DESCRIPTION OF THE TASK: All of the data below should be written out exactly.

--- BEGIN DATASET ---

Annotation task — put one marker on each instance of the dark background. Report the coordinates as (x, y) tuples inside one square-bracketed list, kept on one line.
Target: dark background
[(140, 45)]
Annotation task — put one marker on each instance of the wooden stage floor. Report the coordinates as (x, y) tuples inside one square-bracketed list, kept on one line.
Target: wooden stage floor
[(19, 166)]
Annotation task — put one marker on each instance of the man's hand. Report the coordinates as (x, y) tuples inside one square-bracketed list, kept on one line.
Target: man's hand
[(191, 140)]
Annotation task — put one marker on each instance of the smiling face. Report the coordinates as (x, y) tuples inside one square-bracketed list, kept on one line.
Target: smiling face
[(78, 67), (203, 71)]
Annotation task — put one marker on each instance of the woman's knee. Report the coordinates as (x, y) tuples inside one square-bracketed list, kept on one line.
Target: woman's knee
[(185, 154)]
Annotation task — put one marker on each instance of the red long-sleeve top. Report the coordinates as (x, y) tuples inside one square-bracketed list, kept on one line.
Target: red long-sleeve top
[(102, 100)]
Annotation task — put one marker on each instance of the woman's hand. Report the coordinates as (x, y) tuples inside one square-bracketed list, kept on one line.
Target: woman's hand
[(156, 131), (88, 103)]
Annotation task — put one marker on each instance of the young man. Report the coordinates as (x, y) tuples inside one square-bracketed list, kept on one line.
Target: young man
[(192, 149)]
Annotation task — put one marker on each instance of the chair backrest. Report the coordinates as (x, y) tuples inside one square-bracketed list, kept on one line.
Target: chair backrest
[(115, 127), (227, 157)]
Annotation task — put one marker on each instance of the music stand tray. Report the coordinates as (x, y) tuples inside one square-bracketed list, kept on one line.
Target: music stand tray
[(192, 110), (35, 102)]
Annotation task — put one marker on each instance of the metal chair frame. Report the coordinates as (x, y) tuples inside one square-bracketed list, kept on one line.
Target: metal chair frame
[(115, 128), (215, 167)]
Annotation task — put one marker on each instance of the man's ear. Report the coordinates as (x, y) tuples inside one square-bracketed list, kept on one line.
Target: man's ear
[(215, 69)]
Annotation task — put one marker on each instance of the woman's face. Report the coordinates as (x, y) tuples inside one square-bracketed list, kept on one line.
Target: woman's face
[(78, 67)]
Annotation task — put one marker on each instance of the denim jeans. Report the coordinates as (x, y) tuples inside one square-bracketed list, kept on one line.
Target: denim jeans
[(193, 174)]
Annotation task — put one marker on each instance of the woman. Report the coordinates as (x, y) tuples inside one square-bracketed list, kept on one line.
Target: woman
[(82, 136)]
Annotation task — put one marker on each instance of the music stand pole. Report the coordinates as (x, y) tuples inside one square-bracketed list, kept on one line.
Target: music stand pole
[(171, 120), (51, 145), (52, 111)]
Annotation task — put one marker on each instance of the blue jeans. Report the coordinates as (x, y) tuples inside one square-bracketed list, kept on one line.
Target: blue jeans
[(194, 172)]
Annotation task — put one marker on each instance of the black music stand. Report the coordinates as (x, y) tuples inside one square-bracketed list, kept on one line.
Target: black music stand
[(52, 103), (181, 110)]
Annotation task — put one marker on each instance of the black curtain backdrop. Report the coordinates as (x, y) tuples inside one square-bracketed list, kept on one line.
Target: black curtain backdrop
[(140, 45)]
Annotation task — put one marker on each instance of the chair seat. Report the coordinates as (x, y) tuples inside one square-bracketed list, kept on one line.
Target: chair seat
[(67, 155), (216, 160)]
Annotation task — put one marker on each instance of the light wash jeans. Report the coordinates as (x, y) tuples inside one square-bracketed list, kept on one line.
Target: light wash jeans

--- END DATASET ---

OUTPUT:
Annotation task — put one marker on each instance of the dark background. Report the coordinates as (x, y) tuples inside one square-bracketed list, kept on one line.
Target: dark background
[(140, 45)]
Annotation task — put one marker on each instance of the wooden stage floor. Report the coordinates as (x, y) tuples inside one square-bracketed list, kept on one line.
Target: wooden stage floor
[(19, 166)]
Annotation task — put one marker on each instance of the man's hand. Report the coordinates as (x, y) tuples inside one square-bracketed list, kept on one line.
Target: man's hand
[(191, 140)]
Annotation task — put one marker on each instance of the smiling face. Report the coordinates as (x, y) tuples inside one square-bracketed list, kept on one line.
Target: smiling face
[(78, 67), (203, 71)]
Annotation task — put one marker on each instance of the woman's knee. Report the coordinates as (x, y) tuples inside one square-bracketed list, kept on one line.
Target: woman's knee
[(185, 154)]
Annotation task — put one marker on each instance of the red long-sleeve top. Report the coordinates as (x, y) tuples inside one square-bracketed list, kept on one line.
Target: red long-sleeve top
[(102, 100)]
Annotation task — put one marker on each instance of the woman's hand. Report the coordinates as (x, y) tuples inside one square-bracketed list, kept on one line.
Target: woman's hand
[(156, 131), (88, 103)]
Annotation task — put one marker on each instance of the young man. Report the coordinates as (x, y) tuples inside one square-bracketed list, kept on one line.
Target: young man
[(192, 149)]
Annotation task — put one marker on each instance of the chair backrest. Report the coordinates as (x, y) tuples inside one square-bracketed list, kept on one line.
Target: chair backrest
[(115, 127), (227, 157)]
Annotation task — put one marker on each instance of the music stand tray. Report the coordinates as (x, y) tuples inside one square-bracketed list, kept on one line.
Target: music stand tray
[(192, 110), (35, 102)]
Annotation task — put one marker on each instance of the metal chair frame. Report the coordinates as (x, y) tuples inside one square-bracketed list, kept on one line.
Target: metal chair frame
[(115, 128), (215, 167)]
Annotation task — put one marker on each instance of the man's ear. Report the coordinates as (x, y) tuples inside one square-bracketed list, kept on one line.
Target: man's ear
[(215, 69)]
Annotation task — put one marker on each instance of the woman's face. Report the coordinates as (x, y) tuples inside one square-bracketed list, kept on one line.
Target: woman's face
[(78, 67)]
Annotation task — put one marker on each instance of the denim jeans. Report the coordinates as (x, y) tuples inside one square-bracketed list, kept on one line.
Target: denim jeans
[(193, 174)]
Annotation task — put one marker on each instance of the woman. Report the coordinates as (x, y) tuples inside one square-bracketed list, kept on one line.
Target: woman
[(82, 136)]
Annotation task — put one marker on each instance of the music stand pole. Report the coordinates as (x, y) tuples inside one square-bracketed list, kept on one line.
Target: music stand pole
[(171, 120), (51, 145), (52, 111)]
Annotation task — put one marker on each instance of the blue jeans. Report the coordinates as (x, y) tuples inside one square-bracketed list, kept on one line.
Target: blue jeans
[(194, 172)]
Annotation task — put one marker on each instance of the black music stand. Report the coordinates as (x, y) tuples inside one square-bracketed list, kept on one line.
Target: black music stand
[(52, 103), (181, 110)]
Annotation task — put one marker on each instance of the black curtain backdrop. Report the coordinates as (x, y) tuples inside one square-bracketed list, kept on one line.
Target: black curtain backdrop
[(140, 45)]
Annotation task — put one marker on each instance of the chair seat. Report the coordinates as (x, y) tuples inside one square-bracketed list, kept on one line.
Target: chair seat
[(67, 155), (216, 160)]
Annotation task — put one marker on each instance of the light wash jeans. Report the coordinates as (x, y) tuples inside one square-bracketed list, kept on one line.
Target: light wash jeans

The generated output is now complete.